Required action » The reply should hold only the lines below beginning at the one with "Query — station platform" and ending at the one with "Query — dslr camera", copied exactly, with every picture left out.

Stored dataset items
══════════

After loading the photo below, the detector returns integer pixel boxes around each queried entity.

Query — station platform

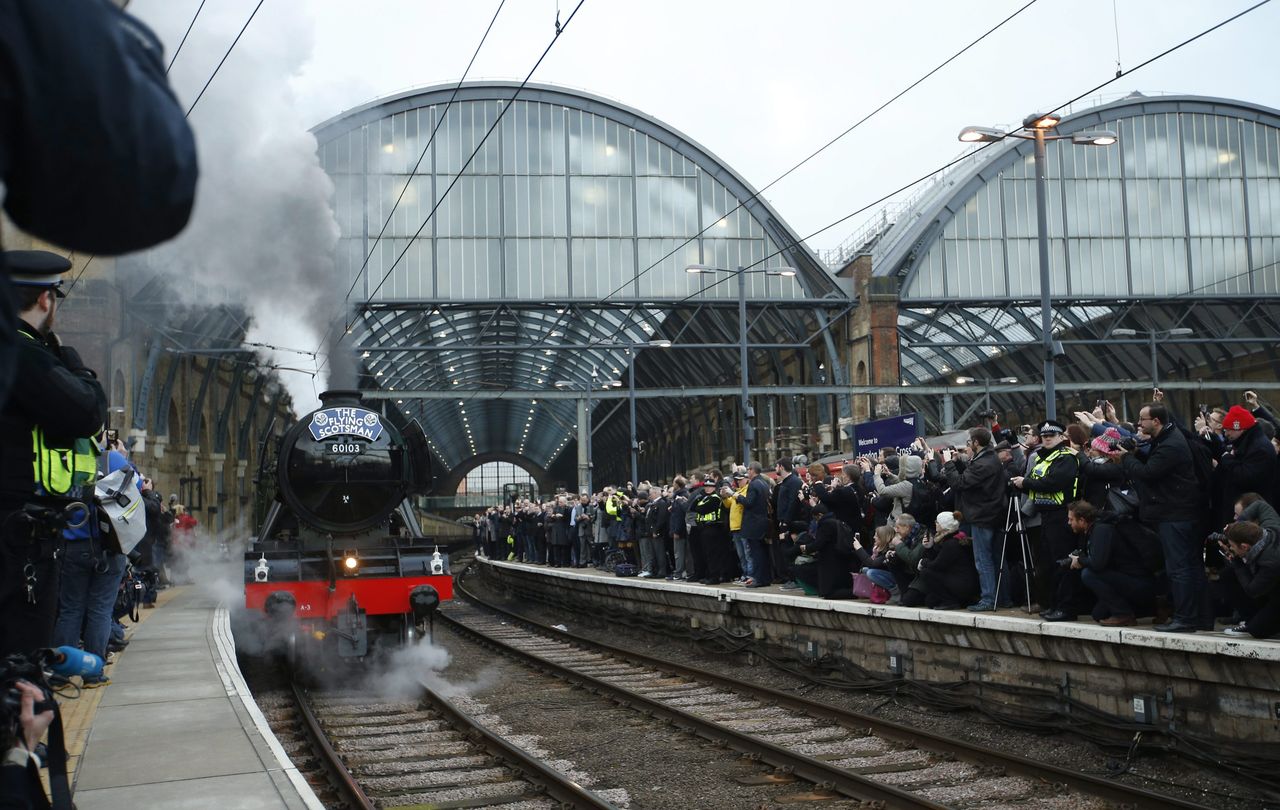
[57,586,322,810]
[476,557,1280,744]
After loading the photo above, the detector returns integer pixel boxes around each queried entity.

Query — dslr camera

══════════

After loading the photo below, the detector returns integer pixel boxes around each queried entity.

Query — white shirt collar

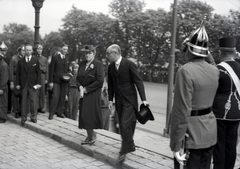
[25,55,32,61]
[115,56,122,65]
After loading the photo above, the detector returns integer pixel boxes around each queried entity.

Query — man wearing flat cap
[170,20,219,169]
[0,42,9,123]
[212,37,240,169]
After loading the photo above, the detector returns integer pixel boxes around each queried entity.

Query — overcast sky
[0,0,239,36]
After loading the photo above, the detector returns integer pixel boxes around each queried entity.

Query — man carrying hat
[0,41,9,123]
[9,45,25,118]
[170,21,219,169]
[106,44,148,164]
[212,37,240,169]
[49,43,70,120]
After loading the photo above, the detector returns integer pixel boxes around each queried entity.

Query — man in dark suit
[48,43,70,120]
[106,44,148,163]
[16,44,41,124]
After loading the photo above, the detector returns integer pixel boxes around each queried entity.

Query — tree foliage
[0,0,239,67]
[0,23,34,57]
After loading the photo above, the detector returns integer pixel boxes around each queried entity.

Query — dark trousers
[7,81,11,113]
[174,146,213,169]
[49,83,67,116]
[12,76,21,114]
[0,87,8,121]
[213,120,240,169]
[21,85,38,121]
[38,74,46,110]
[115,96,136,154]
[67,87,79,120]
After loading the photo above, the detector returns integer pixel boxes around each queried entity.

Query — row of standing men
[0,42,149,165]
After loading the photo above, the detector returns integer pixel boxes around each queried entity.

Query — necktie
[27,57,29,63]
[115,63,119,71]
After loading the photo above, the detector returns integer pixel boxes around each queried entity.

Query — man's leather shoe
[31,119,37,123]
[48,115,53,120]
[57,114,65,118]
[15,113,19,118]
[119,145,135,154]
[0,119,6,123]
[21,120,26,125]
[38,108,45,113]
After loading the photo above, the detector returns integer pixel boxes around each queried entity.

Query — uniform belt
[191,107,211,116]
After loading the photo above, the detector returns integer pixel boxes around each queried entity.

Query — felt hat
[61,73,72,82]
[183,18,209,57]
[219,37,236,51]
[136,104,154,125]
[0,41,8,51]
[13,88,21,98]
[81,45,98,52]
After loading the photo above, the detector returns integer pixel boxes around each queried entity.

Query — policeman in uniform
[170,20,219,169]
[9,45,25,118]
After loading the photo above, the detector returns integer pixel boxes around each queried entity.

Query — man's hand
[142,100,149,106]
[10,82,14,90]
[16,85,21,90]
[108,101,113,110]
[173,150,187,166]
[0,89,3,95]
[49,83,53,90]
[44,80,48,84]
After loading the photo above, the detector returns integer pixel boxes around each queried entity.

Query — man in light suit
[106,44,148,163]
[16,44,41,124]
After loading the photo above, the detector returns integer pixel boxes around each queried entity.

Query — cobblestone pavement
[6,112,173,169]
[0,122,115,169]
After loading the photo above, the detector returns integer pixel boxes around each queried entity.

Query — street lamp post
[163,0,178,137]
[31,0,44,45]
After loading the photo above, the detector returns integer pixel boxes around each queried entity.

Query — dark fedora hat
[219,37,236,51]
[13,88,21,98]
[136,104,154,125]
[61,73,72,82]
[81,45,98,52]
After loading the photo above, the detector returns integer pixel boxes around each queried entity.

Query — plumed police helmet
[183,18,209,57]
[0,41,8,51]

══════════

Problem solution »
Query — station platform

[57,586,322,810]
[476,557,1280,744]
After loading the photo above, the detector returns integer pixel boxes around each queried entity.

Query — dslr camera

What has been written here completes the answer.